▶ _Assignment_:
Search the records below for the word "eyeglasses" and show every line where it occurs.

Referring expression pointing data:
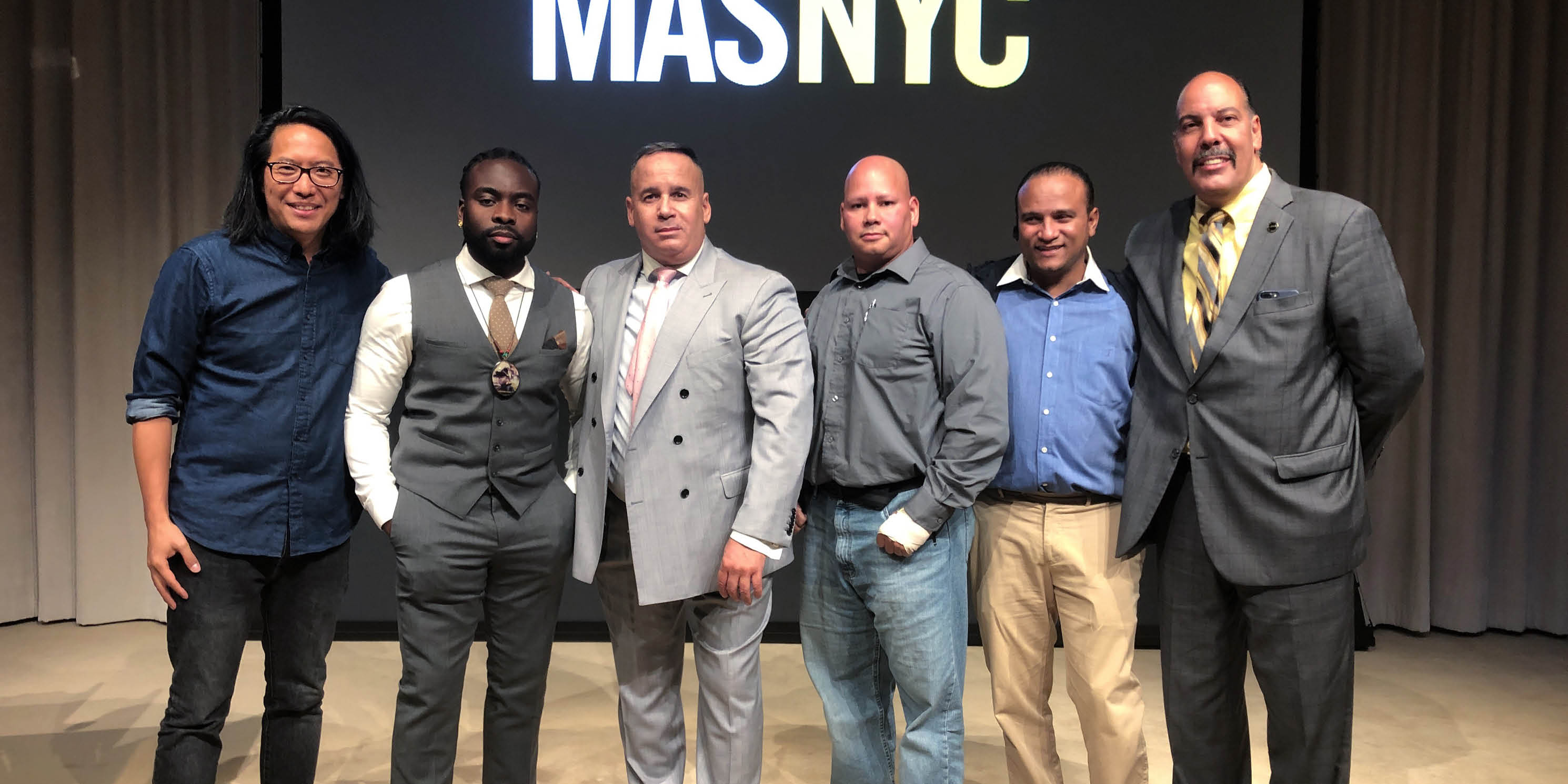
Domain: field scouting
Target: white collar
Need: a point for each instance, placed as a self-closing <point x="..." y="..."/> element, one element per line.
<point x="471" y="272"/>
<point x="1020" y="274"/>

* * *

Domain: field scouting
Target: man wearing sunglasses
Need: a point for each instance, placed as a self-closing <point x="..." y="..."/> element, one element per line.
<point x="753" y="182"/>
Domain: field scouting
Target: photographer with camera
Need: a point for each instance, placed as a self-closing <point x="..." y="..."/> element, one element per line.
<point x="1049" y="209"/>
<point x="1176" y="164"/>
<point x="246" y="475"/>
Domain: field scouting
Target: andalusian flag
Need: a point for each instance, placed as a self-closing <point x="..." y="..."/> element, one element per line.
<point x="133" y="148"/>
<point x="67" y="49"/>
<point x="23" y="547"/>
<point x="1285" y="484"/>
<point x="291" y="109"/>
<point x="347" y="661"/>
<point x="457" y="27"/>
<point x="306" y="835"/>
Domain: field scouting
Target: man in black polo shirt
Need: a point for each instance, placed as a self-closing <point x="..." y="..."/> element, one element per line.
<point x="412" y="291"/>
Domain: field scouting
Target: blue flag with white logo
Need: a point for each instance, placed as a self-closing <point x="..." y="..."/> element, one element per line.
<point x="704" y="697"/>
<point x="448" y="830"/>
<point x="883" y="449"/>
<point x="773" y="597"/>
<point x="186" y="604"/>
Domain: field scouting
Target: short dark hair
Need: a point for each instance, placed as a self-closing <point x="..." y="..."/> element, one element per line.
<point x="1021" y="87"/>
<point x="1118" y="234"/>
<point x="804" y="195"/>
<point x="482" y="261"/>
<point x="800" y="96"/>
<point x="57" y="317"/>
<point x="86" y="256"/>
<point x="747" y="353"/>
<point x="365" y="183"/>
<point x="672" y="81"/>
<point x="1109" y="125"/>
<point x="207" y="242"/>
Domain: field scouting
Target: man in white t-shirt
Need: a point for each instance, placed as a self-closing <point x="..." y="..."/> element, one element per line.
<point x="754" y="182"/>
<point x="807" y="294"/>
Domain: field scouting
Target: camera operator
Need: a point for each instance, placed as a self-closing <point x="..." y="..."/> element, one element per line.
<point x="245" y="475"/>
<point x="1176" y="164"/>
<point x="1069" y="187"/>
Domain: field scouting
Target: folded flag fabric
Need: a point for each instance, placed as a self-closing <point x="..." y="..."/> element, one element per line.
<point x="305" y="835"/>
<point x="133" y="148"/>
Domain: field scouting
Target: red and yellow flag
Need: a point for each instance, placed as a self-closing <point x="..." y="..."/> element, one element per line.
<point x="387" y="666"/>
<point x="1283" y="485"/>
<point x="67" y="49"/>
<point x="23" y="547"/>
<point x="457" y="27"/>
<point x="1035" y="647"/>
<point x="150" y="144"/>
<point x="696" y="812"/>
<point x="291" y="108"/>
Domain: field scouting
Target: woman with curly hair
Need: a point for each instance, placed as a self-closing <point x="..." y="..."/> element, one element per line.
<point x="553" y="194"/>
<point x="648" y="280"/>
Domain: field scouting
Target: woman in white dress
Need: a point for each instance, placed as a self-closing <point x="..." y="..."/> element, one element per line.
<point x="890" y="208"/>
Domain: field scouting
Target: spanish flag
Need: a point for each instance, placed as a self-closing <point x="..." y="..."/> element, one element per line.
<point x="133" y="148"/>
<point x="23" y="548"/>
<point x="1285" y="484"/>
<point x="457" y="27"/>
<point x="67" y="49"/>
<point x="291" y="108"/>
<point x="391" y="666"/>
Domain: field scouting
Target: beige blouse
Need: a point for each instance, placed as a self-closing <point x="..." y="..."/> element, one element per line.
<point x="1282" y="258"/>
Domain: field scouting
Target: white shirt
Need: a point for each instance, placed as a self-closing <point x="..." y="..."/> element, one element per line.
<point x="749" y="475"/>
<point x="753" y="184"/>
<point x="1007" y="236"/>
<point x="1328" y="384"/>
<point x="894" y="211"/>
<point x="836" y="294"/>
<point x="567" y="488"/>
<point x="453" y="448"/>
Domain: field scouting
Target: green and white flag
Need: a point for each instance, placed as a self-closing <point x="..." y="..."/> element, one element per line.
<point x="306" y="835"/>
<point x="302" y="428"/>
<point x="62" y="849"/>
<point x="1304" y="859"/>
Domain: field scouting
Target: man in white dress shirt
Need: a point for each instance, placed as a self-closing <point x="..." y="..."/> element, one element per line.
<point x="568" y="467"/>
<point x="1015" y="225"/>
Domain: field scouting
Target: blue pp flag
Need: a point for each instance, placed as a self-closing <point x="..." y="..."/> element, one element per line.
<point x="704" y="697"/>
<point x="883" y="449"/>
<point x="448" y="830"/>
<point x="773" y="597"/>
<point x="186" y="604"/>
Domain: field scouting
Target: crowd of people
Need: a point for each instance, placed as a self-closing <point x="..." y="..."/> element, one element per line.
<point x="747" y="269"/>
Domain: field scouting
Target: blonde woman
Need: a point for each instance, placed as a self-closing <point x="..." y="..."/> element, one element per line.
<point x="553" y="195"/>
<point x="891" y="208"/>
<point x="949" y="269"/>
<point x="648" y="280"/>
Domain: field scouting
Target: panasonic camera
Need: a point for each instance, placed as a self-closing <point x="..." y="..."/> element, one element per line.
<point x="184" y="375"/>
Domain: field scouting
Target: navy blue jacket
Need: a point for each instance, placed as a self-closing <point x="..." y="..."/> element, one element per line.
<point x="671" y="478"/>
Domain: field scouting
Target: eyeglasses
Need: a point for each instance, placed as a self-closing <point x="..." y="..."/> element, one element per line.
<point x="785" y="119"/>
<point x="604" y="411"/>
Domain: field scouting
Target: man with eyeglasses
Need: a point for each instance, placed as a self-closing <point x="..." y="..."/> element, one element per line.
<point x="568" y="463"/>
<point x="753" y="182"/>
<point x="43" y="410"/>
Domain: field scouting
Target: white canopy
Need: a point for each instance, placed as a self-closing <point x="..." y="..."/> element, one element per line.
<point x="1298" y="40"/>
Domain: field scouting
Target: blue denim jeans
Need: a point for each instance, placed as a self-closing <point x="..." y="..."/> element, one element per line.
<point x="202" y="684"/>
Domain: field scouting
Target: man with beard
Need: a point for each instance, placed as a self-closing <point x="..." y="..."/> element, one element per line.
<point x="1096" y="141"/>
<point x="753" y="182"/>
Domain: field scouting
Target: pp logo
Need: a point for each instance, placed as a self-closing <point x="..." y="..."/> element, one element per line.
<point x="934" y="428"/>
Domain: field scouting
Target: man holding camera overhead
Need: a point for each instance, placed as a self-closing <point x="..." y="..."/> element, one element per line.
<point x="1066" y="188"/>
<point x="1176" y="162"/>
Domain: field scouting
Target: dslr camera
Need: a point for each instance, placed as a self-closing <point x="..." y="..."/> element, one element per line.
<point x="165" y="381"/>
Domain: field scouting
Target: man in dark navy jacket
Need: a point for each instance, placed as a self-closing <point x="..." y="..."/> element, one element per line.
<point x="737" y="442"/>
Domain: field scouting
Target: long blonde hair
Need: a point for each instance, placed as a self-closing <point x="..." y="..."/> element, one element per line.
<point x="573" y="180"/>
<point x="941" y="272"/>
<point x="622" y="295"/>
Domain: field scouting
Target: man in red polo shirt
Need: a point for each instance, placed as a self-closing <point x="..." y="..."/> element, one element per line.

▶ _Completed exercise_:
Target: eyeglasses
Target: man with eyeglasses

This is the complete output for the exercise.